Brow Beat

Come Sunday and the Crisis of Faith

A pastor’s “gospel of inclusion” cost him his church, but his story is familiar to people who’ve felt abandoned by theirs.

Chiwetel Ejiofor in Come Sunday.
Chiwetel Ejiofor in Come Sunday.
Sundance Institute

Come Sunday is an imperfect movie that asks an important question not openly discussed in Christian churches: What happens when a faith leader has a change of heart about important points of doctrine?

Directed by Joshua Marston, the first feature film financed by This American Life is based on the story of Bishop Carlton Pearson, the former senior pastor of Higher Dimensions Evangelistic Center—one of the largest churches in in Tulsa, Oklahoma—and one of the first black televangelists. One night, after learning of the 1994 Rwanda genocide, Bishop Pearson has a divine revelation and feels compelled to preach what he now calls the Gospel of Inclusion, a doctrine that says God’s grace is sufficient to embrace all of humanity, even if they do not make a formal declaration of salvation. Put simply, he tells people that God will let them into heaven whether they believe in him or not.

*Jobs:*
A - Please list every person named in the Come Sunday review.
B - Pick up the Come Sunday review after its final sentence and carry it forward.

*Listing:*
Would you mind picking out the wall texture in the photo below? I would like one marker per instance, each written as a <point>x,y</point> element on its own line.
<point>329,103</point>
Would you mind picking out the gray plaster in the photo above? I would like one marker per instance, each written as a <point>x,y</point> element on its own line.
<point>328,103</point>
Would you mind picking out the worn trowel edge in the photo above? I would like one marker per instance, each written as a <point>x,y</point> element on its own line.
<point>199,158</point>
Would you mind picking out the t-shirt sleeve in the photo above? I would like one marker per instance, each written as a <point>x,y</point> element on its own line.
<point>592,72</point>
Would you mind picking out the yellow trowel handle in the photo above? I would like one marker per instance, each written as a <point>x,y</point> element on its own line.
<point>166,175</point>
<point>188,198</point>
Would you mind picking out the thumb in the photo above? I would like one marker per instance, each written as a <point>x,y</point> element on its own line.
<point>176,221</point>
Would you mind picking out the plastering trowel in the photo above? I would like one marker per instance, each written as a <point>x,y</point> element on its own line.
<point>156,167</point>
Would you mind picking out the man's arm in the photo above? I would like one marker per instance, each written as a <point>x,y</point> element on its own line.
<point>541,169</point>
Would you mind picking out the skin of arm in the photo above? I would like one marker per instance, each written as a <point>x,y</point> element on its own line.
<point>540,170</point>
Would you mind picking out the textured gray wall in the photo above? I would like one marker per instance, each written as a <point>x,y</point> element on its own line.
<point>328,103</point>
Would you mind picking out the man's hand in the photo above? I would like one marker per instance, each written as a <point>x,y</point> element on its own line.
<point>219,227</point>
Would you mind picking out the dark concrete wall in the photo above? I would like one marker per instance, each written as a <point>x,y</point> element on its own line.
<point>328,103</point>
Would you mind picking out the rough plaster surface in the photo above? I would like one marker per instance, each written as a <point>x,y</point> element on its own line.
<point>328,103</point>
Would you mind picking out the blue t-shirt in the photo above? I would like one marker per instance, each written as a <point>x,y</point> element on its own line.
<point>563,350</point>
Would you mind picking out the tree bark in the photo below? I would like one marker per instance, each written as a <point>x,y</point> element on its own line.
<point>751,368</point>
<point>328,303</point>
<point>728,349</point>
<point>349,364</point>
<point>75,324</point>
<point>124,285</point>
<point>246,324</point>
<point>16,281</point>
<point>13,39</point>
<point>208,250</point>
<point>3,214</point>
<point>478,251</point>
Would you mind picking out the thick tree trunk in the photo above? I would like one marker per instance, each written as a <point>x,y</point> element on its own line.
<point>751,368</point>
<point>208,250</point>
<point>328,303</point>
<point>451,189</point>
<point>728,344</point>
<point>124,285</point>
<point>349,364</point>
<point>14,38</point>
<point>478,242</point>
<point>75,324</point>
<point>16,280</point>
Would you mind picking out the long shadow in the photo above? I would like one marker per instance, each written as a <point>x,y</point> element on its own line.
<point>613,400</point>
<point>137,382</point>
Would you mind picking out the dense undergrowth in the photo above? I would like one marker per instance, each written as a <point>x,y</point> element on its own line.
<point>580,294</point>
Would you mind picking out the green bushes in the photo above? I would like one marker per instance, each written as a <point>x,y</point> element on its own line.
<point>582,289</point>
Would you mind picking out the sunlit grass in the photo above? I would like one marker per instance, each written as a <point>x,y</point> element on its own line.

*Task results:*
A -
- Chiwetel Ejiofor
- Joshua Marston
- Carlton Pearson

B -
For most of Higher Dimensions’ congregation, this is a problem because they are evangelical—meaning they see the need to save people from eternal hell as foundational to their spiritual lives. In my time in an evangelical congregation, sharing the gospel (that is, trying to convert people to Christianity so that they will be saved from eternal damnation) was the most important thing a person could do to show the love of Jesus Christ. More than fight oppression, more than be a voice for the voiceless, getting folks saved was seen as the primary goal. So for Pearson to alter his positions disrupts how his congregation sees themselves. Many of them are convinced it could have been a demonic voice, and not God’s, that spoke to him that night, and they ask Oral Roberts, the internationally known evangelist and Pearson’s father in the ministry, to talk to him. Martin Sheen portrays Roberts as a man with genuine concern for Pearson. As a pastor, he understands that spiritual lives and Pearson’s standing as a man of God are at stake, and the film does justice to the volatile nature of this spiritual dilemma.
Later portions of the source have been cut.